[[ Given data, beginning ]]

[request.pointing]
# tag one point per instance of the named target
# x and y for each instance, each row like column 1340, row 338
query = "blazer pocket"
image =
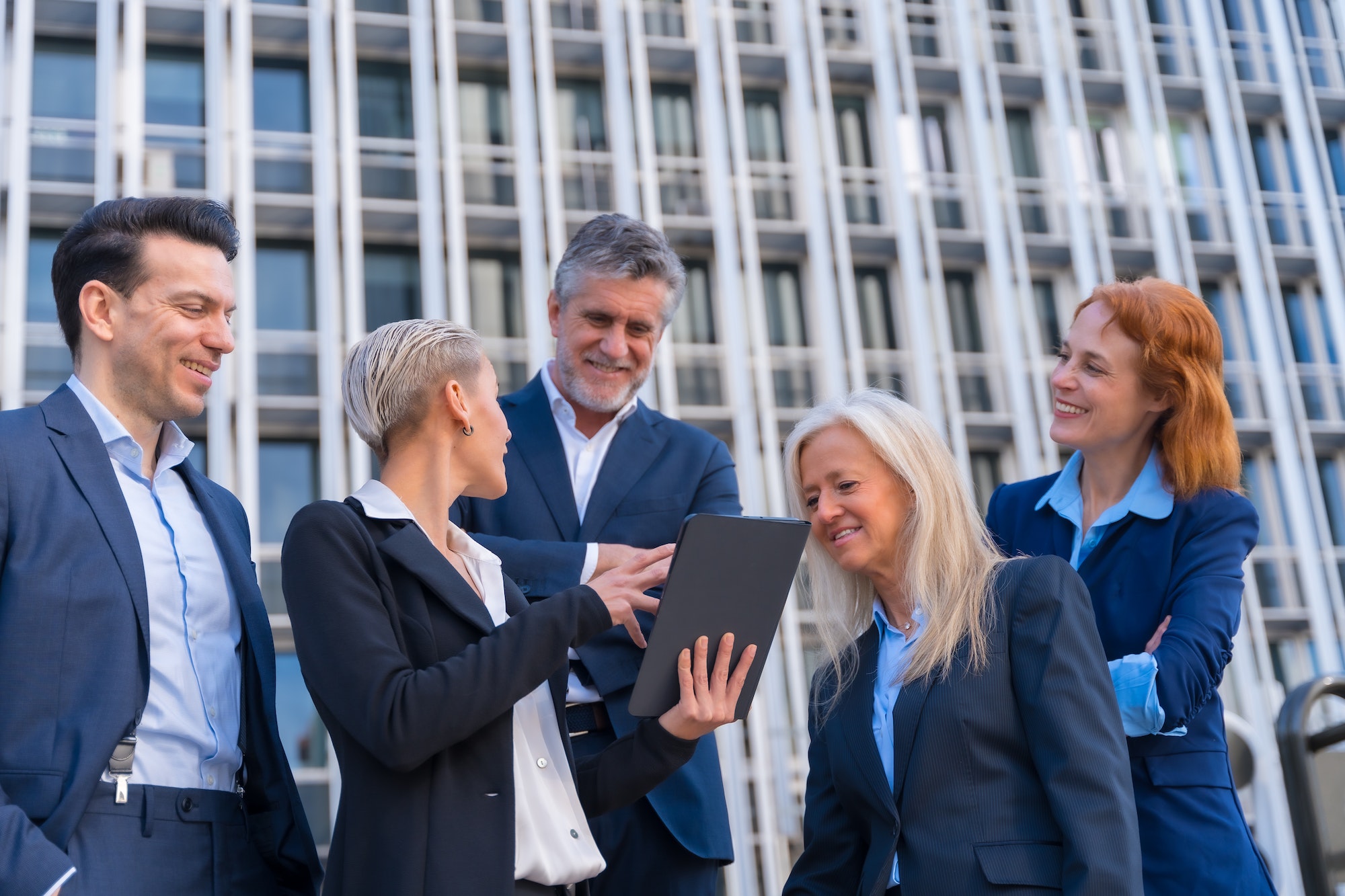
column 1022, row 864
column 653, row 505
column 37, row 792
column 1204, row 768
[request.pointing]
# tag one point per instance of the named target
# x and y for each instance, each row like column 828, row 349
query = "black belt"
column 582, row 719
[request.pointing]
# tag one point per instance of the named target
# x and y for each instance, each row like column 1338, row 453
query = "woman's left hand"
column 708, row 701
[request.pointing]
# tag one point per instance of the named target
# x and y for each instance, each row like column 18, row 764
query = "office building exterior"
column 906, row 194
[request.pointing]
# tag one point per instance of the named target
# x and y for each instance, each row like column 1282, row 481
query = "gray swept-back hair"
column 621, row 248
column 391, row 373
column 948, row 556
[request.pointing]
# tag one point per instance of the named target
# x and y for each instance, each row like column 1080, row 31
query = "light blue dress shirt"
column 894, row 646
column 1133, row 677
column 189, row 732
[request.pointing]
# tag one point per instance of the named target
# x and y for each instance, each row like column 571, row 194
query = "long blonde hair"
column 949, row 559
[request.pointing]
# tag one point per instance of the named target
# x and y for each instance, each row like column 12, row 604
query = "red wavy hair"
column 1182, row 358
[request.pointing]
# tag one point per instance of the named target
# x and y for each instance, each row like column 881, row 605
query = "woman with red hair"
column 1148, row 512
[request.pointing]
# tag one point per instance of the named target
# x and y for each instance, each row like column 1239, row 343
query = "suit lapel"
column 81, row 450
column 539, row 443
column 414, row 551
column 856, row 716
column 634, row 448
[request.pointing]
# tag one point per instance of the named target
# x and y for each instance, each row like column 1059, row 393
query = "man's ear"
column 99, row 310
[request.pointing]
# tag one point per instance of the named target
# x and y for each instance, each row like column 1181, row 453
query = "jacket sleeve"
column 1074, row 728
column 1204, row 599
column 630, row 767
column 400, row 713
column 30, row 862
column 835, row 845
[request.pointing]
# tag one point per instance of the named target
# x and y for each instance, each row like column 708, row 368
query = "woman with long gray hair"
column 965, row 737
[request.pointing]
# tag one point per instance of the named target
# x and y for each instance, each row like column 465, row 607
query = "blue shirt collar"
column 1148, row 495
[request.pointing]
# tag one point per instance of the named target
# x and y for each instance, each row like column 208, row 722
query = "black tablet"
column 730, row 573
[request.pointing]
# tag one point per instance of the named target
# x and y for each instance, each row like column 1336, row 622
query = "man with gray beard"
column 594, row 477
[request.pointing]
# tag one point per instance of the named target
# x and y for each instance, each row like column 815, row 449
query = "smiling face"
column 605, row 339
column 481, row 456
column 1100, row 399
column 857, row 506
column 167, row 338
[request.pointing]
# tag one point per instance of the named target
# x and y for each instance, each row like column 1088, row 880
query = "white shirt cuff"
column 60, row 883
column 590, row 563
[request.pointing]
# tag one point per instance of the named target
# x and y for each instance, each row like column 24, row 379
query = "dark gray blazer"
column 1009, row 782
column 418, row 688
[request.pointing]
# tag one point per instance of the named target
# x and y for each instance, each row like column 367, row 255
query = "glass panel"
column 695, row 321
column 497, row 294
column 385, row 100
column 783, row 306
column 64, row 80
column 878, row 326
column 766, row 136
column 964, row 317
column 280, row 95
column 176, row 87
column 286, row 287
column 675, row 122
column 289, row 479
column 579, row 112
column 42, row 304
column 392, row 286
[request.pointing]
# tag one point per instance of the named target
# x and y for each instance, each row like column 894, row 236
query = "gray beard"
column 595, row 401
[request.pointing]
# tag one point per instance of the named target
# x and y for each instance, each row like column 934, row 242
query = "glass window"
column 964, row 315
column 853, row 131
column 392, row 286
column 176, row 87
column 783, row 306
column 280, row 95
column 579, row 112
column 675, row 122
column 484, row 108
column 42, row 304
column 1048, row 318
column 878, row 325
column 695, row 321
column 64, row 80
column 497, row 294
column 766, row 135
column 1023, row 147
column 284, row 287
column 385, row 100
column 289, row 479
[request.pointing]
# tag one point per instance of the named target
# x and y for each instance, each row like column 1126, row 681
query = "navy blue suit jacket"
column 75, row 647
column 1190, row 567
column 657, row 471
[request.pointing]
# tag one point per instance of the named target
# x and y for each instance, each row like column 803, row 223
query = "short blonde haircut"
column 391, row 372
column 949, row 559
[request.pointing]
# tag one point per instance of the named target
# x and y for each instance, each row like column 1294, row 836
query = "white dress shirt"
column 584, row 459
column 552, row 840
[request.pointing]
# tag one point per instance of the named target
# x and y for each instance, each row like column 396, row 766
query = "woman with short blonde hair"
column 964, row 735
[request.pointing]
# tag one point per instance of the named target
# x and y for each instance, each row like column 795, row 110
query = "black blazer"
column 418, row 686
column 1008, row 782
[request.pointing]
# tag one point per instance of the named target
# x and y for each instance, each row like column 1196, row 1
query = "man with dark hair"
column 139, row 751
column 595, row 475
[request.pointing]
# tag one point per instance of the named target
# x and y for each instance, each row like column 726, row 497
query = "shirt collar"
column 563, row 409
column 381, row 502
column 1148, row 495
column 174, row 446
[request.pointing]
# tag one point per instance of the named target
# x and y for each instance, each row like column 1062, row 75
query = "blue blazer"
column 1190, row 567
column 75, row 647
column 657, row 471
column 1008, row 780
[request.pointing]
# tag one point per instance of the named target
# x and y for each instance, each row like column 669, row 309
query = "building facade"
column 909, row 194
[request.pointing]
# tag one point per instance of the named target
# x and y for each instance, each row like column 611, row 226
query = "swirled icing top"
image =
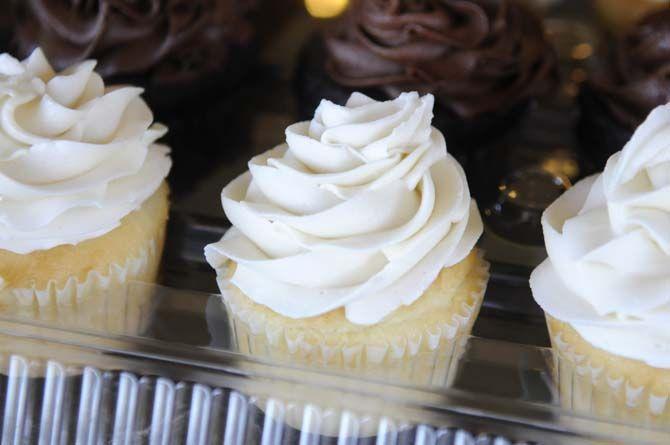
column 75, row 157
column 608, row 240
column 163, row 40
column 360, row 209
column 477, row 56
column 636, row 79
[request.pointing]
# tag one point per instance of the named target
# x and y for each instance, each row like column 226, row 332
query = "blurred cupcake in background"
column 620, row 15
column 189, row 55
column 84, row 202
column 629, row 83
column 484, row 61
column 6, row 25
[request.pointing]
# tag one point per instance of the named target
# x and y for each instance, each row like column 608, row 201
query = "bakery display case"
column 155, row 355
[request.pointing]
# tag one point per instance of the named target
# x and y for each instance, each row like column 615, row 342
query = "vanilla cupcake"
column 353, row 243
column 84, row 202
column 606, row 284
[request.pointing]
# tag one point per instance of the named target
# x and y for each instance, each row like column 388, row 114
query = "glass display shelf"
column 172, row 372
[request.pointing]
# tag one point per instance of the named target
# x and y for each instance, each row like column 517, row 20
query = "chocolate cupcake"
column 483, row 60
column 632, row 81
column 189, row 55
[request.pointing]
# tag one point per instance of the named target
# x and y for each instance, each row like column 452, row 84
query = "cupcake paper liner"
column 100, row 302
column 419, row 356
column 592, row 381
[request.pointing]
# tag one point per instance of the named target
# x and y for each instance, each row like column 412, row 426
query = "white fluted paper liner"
column 421, row 356
column 100, row 302
column 624, row 390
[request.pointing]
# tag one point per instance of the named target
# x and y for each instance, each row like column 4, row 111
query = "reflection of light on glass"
column 561, row 168
column 578, row 75
column 324, row 9
column 582, row 51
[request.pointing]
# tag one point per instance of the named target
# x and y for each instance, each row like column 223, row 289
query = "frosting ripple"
column 608, row 240
column 360, row 209
column 75, row 157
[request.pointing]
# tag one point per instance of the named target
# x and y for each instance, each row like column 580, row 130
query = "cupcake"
column 630, row 83
column 189, row 55
column 604, row 286
column 352, row 244
column 484, row 61
column 84, row 202
column 620, row 15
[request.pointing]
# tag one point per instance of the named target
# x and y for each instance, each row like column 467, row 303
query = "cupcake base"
column 86, row 286
column 416, row 343
column 594, row 381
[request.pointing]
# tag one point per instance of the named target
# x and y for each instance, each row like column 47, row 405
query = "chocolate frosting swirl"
column 168, row 41
column 477, row 56
column 637, row 78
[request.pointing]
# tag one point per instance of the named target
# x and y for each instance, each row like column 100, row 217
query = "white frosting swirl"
column 75, row 158
column 361, row 209
column 608, row 240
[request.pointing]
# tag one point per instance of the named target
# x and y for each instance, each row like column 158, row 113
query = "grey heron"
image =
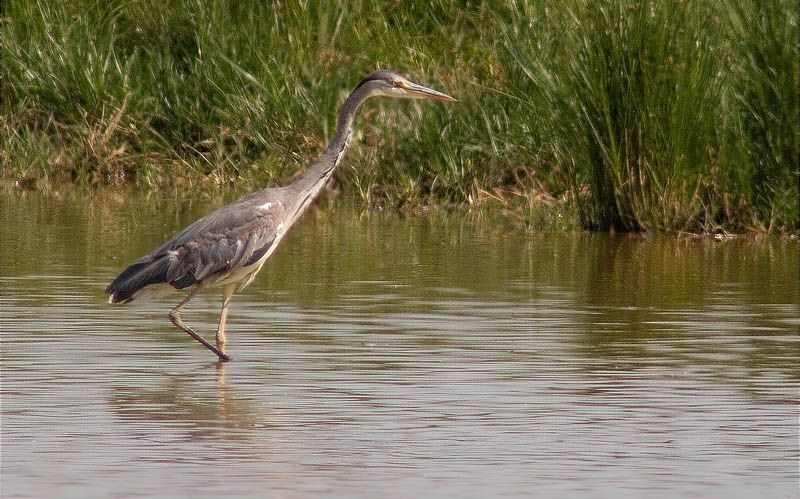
column 228, row 247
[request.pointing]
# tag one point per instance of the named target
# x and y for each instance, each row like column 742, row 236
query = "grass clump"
column 633, row 115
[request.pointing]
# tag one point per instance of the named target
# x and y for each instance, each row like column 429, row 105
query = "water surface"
column 378, row 355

[[ Given data, end ]]

Starting at the line that has "208, row 722" and ending at the line that has "815, row 449", please write out the lines above exactly, leaving out all others.

# x and y for each instance, each row like column 208, row 722
query = "black tablet"
column 730, row 573
[request.pointing]
# tag one point per instance of the named target
# x and y for each instance, each row like column 1336, row 622
query = "man with gray beard"
column 594, row 477
[request.pointing]
# tag one point per instance of the named target
# x and y for each instance, each row like column 815, row 449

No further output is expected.